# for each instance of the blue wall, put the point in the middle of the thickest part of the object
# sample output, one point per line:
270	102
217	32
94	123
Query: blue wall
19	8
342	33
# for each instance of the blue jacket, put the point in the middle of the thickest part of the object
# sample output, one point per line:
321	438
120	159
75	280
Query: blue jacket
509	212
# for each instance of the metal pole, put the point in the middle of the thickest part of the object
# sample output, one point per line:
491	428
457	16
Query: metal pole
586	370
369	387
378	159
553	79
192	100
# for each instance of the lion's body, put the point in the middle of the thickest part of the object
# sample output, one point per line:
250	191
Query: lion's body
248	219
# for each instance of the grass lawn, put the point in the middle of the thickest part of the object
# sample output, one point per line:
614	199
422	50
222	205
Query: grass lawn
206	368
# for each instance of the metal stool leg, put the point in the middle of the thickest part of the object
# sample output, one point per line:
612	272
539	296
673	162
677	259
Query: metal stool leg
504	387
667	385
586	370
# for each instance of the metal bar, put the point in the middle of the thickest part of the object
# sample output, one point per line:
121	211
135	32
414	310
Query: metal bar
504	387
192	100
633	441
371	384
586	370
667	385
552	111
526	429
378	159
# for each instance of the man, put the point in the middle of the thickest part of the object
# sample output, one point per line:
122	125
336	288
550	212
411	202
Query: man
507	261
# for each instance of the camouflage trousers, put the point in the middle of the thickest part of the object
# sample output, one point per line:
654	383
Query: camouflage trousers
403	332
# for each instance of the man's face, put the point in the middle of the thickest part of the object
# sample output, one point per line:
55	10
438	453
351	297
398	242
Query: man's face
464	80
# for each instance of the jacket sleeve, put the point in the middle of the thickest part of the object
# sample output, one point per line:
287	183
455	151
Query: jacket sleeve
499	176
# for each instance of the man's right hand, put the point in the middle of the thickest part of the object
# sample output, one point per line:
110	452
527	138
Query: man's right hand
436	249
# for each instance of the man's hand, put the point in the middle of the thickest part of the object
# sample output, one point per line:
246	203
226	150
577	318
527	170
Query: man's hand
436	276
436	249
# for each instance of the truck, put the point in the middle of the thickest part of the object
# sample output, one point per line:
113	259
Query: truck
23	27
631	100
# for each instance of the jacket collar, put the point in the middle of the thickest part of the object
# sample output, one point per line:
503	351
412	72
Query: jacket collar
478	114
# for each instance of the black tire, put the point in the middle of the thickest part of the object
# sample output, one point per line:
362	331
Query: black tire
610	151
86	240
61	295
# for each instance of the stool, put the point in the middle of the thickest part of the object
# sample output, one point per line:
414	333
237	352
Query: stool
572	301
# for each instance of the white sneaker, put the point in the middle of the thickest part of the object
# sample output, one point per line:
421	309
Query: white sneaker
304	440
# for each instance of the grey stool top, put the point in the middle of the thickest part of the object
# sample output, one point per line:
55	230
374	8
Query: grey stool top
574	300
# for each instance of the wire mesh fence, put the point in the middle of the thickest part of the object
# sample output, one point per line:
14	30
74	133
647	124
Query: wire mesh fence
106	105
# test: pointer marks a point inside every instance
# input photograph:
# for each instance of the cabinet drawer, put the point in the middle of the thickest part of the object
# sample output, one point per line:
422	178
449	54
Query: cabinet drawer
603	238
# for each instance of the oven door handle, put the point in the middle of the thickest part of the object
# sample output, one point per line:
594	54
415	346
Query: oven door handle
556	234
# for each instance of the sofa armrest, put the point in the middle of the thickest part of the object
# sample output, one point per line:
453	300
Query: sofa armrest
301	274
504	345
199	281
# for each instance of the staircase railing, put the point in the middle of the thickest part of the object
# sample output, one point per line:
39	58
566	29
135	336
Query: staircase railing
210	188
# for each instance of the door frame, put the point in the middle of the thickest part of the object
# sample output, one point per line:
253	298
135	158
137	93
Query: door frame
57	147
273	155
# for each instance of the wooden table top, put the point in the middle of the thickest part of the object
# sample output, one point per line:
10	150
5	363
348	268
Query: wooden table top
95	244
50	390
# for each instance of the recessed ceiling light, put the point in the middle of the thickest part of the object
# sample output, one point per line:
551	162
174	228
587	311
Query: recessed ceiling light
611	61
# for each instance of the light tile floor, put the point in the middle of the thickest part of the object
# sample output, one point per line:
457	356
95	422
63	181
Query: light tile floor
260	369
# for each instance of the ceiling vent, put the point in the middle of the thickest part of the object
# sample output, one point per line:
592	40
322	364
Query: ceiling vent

============================================================

__Aim of the exercise__.
Show the lines of the data that hold the word "vent".

__Answer section__.
# for each instance of the ceiling vent, put the point in the middle of the thickest part of the object
Query: ceiling vent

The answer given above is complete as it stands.